━━━━━ EXERCISE INPUTS
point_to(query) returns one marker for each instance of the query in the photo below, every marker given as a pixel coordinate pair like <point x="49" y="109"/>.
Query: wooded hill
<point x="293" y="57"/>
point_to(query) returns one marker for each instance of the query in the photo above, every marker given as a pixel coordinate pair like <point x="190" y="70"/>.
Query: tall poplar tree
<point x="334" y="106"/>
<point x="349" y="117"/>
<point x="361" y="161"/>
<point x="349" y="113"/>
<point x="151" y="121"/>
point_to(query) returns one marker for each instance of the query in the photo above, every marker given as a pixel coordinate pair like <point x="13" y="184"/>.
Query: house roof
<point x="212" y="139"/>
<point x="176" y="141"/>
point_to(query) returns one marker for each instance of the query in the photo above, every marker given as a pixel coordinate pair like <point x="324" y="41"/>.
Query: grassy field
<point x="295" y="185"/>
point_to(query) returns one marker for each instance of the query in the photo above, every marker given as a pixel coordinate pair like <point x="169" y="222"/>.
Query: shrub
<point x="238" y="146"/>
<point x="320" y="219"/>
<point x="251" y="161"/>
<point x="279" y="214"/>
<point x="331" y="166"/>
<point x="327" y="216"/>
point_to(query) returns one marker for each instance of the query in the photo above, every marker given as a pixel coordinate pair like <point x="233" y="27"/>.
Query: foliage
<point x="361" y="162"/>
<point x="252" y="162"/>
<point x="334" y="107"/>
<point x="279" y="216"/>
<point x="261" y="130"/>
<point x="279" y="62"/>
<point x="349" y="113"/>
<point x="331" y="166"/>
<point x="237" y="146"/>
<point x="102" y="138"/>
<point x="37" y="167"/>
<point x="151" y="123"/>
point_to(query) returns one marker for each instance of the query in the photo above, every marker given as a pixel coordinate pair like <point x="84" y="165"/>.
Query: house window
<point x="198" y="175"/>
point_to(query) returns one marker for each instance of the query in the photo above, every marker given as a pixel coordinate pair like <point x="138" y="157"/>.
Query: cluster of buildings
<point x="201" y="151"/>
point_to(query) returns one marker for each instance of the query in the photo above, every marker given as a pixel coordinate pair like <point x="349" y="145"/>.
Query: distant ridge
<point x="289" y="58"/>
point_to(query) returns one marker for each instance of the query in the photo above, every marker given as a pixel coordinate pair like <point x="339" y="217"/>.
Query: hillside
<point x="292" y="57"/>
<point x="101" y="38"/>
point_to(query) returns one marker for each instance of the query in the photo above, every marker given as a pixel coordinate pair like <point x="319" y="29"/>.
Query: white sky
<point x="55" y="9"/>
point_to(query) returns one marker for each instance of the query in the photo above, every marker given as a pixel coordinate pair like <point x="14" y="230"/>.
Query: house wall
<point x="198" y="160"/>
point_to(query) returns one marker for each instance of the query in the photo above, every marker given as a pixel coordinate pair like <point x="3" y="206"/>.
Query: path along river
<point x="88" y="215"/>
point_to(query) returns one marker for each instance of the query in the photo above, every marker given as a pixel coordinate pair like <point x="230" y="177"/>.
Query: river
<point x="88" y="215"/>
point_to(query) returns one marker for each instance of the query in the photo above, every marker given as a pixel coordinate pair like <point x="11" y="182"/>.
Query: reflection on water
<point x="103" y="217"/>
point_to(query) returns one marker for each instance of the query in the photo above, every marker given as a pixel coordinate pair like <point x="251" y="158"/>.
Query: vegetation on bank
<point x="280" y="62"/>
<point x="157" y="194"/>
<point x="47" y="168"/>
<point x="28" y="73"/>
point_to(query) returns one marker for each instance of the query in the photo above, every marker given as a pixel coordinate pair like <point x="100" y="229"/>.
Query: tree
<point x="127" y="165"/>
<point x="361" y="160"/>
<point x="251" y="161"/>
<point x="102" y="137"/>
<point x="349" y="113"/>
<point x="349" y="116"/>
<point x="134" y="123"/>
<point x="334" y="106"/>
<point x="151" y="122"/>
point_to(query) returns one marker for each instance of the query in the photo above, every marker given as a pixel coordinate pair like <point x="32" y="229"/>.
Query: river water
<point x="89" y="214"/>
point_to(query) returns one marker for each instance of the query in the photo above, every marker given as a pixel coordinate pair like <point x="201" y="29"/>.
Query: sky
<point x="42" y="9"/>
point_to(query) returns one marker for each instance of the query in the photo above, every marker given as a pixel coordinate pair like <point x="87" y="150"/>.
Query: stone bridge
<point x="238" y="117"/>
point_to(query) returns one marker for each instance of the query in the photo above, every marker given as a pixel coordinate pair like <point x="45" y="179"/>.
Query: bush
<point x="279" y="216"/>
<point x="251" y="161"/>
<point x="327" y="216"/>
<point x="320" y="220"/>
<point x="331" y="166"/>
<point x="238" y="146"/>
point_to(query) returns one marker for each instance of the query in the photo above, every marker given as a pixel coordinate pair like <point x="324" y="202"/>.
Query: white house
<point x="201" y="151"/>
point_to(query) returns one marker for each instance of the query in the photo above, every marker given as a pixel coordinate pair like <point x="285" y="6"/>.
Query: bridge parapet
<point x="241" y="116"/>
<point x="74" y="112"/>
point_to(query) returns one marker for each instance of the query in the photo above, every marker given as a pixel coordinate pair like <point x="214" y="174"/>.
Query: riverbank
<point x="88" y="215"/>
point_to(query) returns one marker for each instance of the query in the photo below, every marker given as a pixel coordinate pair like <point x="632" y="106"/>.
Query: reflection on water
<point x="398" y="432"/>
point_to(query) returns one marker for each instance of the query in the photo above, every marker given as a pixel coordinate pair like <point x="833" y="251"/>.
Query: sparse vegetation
━━━━━━━━━━
DIRECTIONS FOR THIS TASK. Return every entry exactly as given.

WRITTEN SOLUTION.
point_to(query) returns one marker for each instance of the query in the photo below, every marker given as a pixel coordinate pair like <point x="49" y="109"/>.
Query: wooded hill
<point x="293" y="57"/>
point_to(query) returns one marker for each instance of the query in the photo above, every marker given as a pixel coordinate pair like <point x="190" y="70"/>.
Query: tall poplar tree
<point x="334" y="106"/>
<point x="349" y="117"/>
<point x="361" y="161"/>
<point x="349" y="113"/>
<point x="151" y="121"/>
point_to(query) returns one marker for each instance of the query in the photo above, every marker given as a pixel coordinate pair like <point x="13" y="184"/>.
Query: house roof
<point x="212" y="139"/>
<point x="176" y="141"/>
point_to(query) returns one marker for each instance of the query in the photo above, every marker given as a pixel coordinate pair like <point x="324" y="41"/>.
Query: grassy field
<point x="295" y="185"/>
point_to(query) returns one marker for each instance of the query in the photo above, every marker given as a pixel coordinate pair like <point x="169" y="222"/>.
Query: shrub
<point x="238" y="146"/>
<point x="320" y="219"/>
<point x="251" y="161"/>
<point x="279" y="214"/>
<point x="331" y="166"/>
<point x="327" y="216"/>
point_to(query) returns one marker for each instance of the query in the photo above, every marker given as a pixel coordinate pair like <point x="233" y="27"/>.
Query: foliage
<point x="361" y="162"/>
<point x="252" y="162"/>
<point x="334" y="107"/>
<point x="279" y="216"/>
<point x="261" y="130"/>
<point x="279" y="62"/>
<point x="349" y="113"/>
<point x="331" y="166"/>
<point x="237" y="146"/>
<point x="102" y="138"/>
<point x="37" y="167"/>
<point x="151" y="123"/>
point_to(query) returns one marker for each instance of the query in the photo above, every marker given as a pixel coordinate pair like <point x="84" y="165"/>.
Query: house window
<point x="198" y="175"/>
point_to(query) returns one marker for each instance of the query in the photo above, every marker given as a pixel coordinate pair like <point x="138" y="157"/>.
Query: cluster of buildings
<point x="201" y="151"/>
point_to(query) returns one marker for each instance of the query in the photo above, every marker given as a pixel coordinate pair like <point x="349" y="145"/>.
Query: distant ridge
<point x="289" y="58"/>
point_to(query) returns one marker for each instance of the query in the photo above, every marker given as a pixel coordinate pair like <point x="339" y="217"/>.
Query: hillside
<point x="292" y="57"/>
<point x="101" y="38"/>
point_to(query) returns one marker for each instance of the query in the photo above, every marker given as a pixel coordinate pair like <point x="319" y="29"/>.
Query: white sky
<point x="55" y="9"/>
point_to(query) returns one marker for each instance of the query in the photo above, every marker given as a pixel coordinate pair like <point x="14" y="230"/>.
Query: house wall
<point x="198" y="160"/>
point_to(query) returns one marker for each instance of the query in the photo above, every marker given as a pixel coordinate pair like <point x="3" y="206"/>.
Query: path along river
<point x="88" y="215"/>
point_to(query) returns one marker for each instance of the query in the photo above, every marker given as a pixel coordinate pair like <point x="230" y="177"/>.
Query: river
<point x="88" y="215"/>
point_to(query) returns one marker for each instance of the query in the photo above, every marker given as a pixel coordinate pair like <point x="11" y="182"/>.
Query: reflection on water
<point x="103" y="217"/>
point_to(query) returns one marker for each instance of the query in the photo above, every marker given as a pixel coordinate pair like <point x="251" y="158"/>.
Query: vegetation on bank
<point x="280" y="62"/>
<point x="157" y="194"/>
<point x="47" y="168"/>
<point x="28" y="73"/>
point_to(query) returns one marker for each instance of the query in the photo above, every marker given as a pixel coordinate pair like <point x="100" y="229"/>.
Query: tree
<point x="127" y="165"/>
<point x="361" y="160"/>
<point x="251" y="161"/>
<point x="102" y="137"/>
<point x="349" y="113"/>
<point x="349" y="116"/>
<point x="134" y="123"/>
<point x="334" y="106"/>
<point x="151" y="122"/>
point_to(query) returns one marker for each instance of the query in the photo above, every marker given as a pixel coordinate pair like <point x="32" y="229"/>.
Query: river water
<point x="89" y="214"/>
point_to(query) returns one marker for each instance of the query in the photo above, every marker given as a pixel coordinate pair like <point x="201" y="29"/>.
Query: sky
<point x="42" y="9"/>
point_to(query) returns one marker for each instance of the query in the photo above, every marker given as a pixel coordinate pair like <point x="87" y="150"/>.
Query: stone bridge
<point x="238" y="117"/>
point_to(query) returns one marker for each instance of the query in the photo above, every marker given as a pixel coordinate pair like <point x="45" y="179"/>.
Query: bush
<point x="279" y="216"/>
<point x="251" y="161"/>
<point x="327" y="216"/>
<point x="320" y="220"/>
<point x="331" y="166"/>
<point x="238" y="146"/>
point_to(query) returns one marker for each instance of the query in the photo above, every marker given as a pixel coordinate pair like <point x="324" y="202"/>.
Query: white house
<point x="201" y="151"/>
point_to(query) returns one marker for each instance of the query in the photo above, every marker given as a pixel coordinate pair like <point x="285" y="6"/>.
Query: bridge parapet
<point x="241" y="116"/>
<point x="74" y="112"/>
point_to(query) returns one marker for each instance of the query in the photo above, every marker given as a pixel coordinate pair like <point x="214" y="174"/>.
Query: riverbank
<point x="88" y="215"/>
point_to(query) returns one marker for each instance of the query in the photo below, every marker given as a pixel coordinate pair like <point x="632" y="106"/>.
Query: reflection on water
<point x="398" y="432"/>
point_to(query) returns one marker for each instance of the query in the photo above, every marker given as a pixel coordinate pair like <point x="833" y="251"/>.
Query: sparse vegetation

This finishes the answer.